- _Stated goal_
Copy the entries word for word, from the first line up to and including the line that contains "point(1081, 655)".

- _Dataset entries_
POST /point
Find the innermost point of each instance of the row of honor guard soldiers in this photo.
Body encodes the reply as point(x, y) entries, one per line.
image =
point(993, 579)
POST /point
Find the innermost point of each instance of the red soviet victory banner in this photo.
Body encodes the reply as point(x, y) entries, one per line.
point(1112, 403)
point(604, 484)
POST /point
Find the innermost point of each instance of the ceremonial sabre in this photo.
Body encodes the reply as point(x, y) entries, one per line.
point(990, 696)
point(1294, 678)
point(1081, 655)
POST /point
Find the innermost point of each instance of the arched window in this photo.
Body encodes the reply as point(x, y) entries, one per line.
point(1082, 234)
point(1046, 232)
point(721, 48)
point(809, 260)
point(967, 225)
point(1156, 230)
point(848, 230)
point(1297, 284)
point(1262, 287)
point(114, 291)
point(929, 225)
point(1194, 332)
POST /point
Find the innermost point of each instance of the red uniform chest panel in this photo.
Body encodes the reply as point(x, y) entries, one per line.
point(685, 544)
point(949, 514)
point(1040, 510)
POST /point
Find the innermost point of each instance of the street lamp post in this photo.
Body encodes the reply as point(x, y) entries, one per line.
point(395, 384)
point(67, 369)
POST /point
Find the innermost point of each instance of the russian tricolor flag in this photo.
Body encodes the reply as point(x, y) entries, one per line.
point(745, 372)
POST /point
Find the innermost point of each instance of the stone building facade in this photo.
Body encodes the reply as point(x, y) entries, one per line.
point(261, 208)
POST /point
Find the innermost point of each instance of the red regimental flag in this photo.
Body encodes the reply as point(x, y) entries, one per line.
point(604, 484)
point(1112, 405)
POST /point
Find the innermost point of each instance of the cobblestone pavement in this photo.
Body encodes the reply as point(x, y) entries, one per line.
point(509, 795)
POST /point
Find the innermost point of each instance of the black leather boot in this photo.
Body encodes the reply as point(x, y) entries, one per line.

- _Solution to this problem_
POST /point
Find the innermost point of each instance of the row of honor guard soldiers in this photo.
Body encodes the reply as point(x, y) entries, one per line.
image =
point(993, 579)
POST /point
Find the innermost point of each instance of the red soviet victory banner in this photo.
Body encodes the reply as point(x, y) entries, one per line.
point(1112, 403)
point(604, 484)
POST /point
Find the innermost point of each instance of the ceremonial sabre in this photo.
Body encodes the reply as point(x, y) entries, one per line.
point(990, 696)
point(1294, 678)
point(1081, 655)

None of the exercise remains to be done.